Page text:
From mboxrd@z Thu Jan  1 00:00:00 1970
Return-Path: <bruce.richardson@intel.com>
Received: from mga07.intel.com (mga07.intel.com [134.134.136.100])
 by dpdk.org (Postfix) with ESMTP id D92F21B221
 for <dev@dpdk.org>; Wed,  1 Nov 2017 18:09:43 +0100 (CET)
Received: from fmsmga001.fm.intel.com ([10.253.24.23])
 by orsmga105.jf.intel.com with ESMTP; 01 Nov 2017 10:09:41 -0700
X-ExtLoop1: 1
X-IronPort-AV: E=Sophos;i="5.44,329,1505804400"; d="scan'208";a="1212918666"
Received: from spassas-mobl.ger.corp.intel.com ([10.252.11.64])
 by fmsmga001.fm.intel.com with SMTP; 01 Nov 2017 10:09:11 -0700
Received: by  (sSMTP sendmail emulation); Wed, 01 Nov 2017 17:09:09 +0000
Date: Wed, 1 Nov 2017 17:09:09 +0000
From: Bruce Richardson <bruce.richardson@intel.com>
To: Harry van Haaren <harry.van.haaren@intel.com>
Cc: dev@dpdk.org, pbhagavatula@caviumnetworks.com, thomas@monjalon.net
Message-ID: <20171101170909.GA23264@bricha3-MOBL3.ger.corp.intel.com>
References: <1509450542-123626-1-git-send-email-harry.van.haaren@intel.com>
MIME-Version: 1.0
Content-Type: text/plain; charset=us-ascii
Content-Disposition: inline
In-Reply-To: <1509450542-123626-1-git-send-email-harry.van.haaren@intel.com>
Organization: Intel Research and Development Ireland Ltd.
User-Agent: Mutt/1.9.1 (2017-09-22)
Subject: Re: [dpdk-dev] [PATCH] service: fix race in service on app lcore
 function
X-BeenThere: dev@dpdk.org
X-Mailman-Version: 2.1.15
Precedence: list
List-Id: DPDK patches and discussions <dev.dpdk.org>
List-Unsubscribe: <http://dpdk.org/ml/options/dev>,
 <mailto:dev-request@dpdk.org?subject=unsubscribe>
List-Archive: <http://dpdk.org/ml/archives/dev/>
List-Post: <mailto:dev@dpdk.org>
List-Help: <mailto:dev-request@dpdk.org?subject=help>
List-Subscribe: <http://dpdk.org/ml/listinfo/dev>,
 <mailto:dev-request@dpdk.org?subject=subscribe>
X-List-Received-Date: Wed, 01 Nov 2017 17:09:44 -0000

On Tue, Oct 31, 2017 at 11:49:02AM +0000, Harry van Haaren wrote:
> This commit fixes a possible race condition if an application
> uses the service-cores infrastructure and the function to run
> a service on an application lcore at the same time.

Your goal: Carry on the mailing-list message about the service-cores race fix from its last line. This data was gathered from a different source than the mailing-list message.

Collected data:
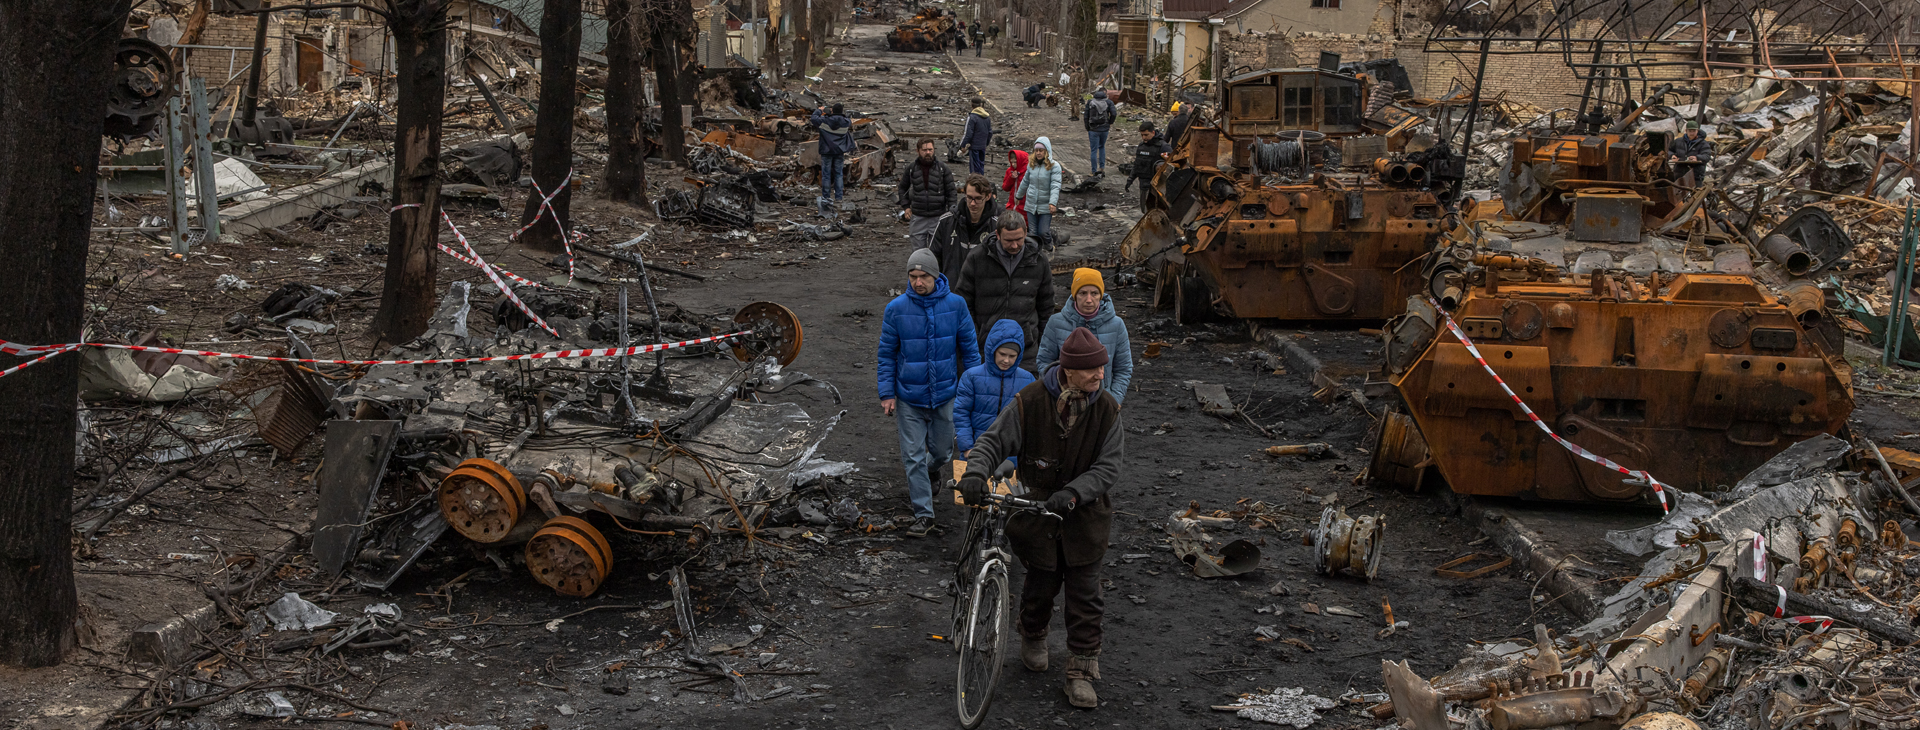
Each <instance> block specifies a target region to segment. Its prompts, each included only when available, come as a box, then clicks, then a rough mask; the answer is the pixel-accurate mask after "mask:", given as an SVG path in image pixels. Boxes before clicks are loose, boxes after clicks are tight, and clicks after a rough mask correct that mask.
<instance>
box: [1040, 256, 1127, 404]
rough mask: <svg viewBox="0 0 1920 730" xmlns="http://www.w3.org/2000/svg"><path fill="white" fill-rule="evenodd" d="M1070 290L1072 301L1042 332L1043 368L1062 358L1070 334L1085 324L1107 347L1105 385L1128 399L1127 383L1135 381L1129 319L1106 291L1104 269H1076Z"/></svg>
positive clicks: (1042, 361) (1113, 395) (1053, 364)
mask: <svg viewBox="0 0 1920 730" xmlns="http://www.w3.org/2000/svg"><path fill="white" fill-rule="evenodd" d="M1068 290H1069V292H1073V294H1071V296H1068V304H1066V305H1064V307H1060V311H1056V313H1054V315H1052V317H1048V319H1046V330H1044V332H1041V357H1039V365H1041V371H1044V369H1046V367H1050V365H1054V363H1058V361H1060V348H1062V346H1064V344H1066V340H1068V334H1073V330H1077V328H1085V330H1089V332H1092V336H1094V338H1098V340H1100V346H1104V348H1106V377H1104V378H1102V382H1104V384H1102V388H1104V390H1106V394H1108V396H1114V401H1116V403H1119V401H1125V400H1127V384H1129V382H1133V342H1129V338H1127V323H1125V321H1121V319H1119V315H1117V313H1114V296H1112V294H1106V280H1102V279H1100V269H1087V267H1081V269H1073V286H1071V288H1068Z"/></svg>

==

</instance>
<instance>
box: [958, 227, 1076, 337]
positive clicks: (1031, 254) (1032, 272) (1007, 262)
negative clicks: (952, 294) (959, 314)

---

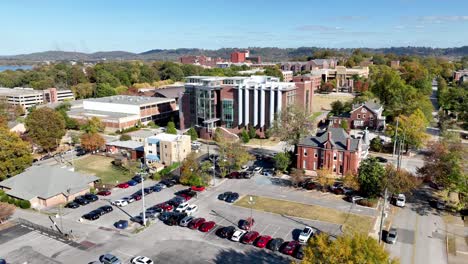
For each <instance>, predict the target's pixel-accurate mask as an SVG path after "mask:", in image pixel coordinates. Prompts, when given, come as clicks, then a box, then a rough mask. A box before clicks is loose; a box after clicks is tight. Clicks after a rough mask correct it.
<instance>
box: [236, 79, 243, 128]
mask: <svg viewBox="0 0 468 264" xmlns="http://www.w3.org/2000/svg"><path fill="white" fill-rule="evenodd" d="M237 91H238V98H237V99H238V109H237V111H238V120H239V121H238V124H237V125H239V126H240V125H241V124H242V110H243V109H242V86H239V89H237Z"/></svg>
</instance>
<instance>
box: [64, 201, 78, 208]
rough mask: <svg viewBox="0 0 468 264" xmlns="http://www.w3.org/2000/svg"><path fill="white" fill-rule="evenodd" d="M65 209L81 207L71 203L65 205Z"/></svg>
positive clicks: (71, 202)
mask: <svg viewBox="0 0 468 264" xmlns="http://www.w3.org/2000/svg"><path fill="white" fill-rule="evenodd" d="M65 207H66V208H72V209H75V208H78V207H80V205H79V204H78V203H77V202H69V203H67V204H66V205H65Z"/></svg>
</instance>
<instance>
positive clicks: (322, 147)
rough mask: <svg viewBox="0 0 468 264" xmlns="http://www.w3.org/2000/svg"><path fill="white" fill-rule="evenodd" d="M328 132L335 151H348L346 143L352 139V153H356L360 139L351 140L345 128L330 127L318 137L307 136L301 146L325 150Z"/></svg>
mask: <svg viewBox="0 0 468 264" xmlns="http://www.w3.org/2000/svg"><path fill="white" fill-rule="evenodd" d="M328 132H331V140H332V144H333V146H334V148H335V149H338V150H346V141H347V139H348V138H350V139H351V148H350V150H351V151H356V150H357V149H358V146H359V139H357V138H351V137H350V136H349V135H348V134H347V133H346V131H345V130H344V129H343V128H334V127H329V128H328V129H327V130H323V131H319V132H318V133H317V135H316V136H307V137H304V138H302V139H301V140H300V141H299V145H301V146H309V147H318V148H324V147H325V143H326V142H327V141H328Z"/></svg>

Written reply:
> 
> The fix is to change the num_mapped_cores variable to be an
> atomic variable. This causes concurrent accesses by multiple
> threads to a service using rte_service_run_iter_on_app_lcore()
> to detect if another core is currently mapped to the service,
> and refuses to run if it is not multi-thread safe.
> 
> No performance impact is expected as the mappings for the
> service-cores changes at control-path frequency, hence the
> change from an ordinary write to an atomic write will not
> have any significant impact.
> 
> Two unit tests were added to verify the behaviour of the
> function to run a service on an application core, testing both
> a multi-thread safe service, and a multi-thread unsafe service.
> 
> The doxygen API documentation for the function has been updated
> to reflect the current and correct behaviour.
> 
> Fixes: e9139a32f6e8 ("service: add function to run on app lcore")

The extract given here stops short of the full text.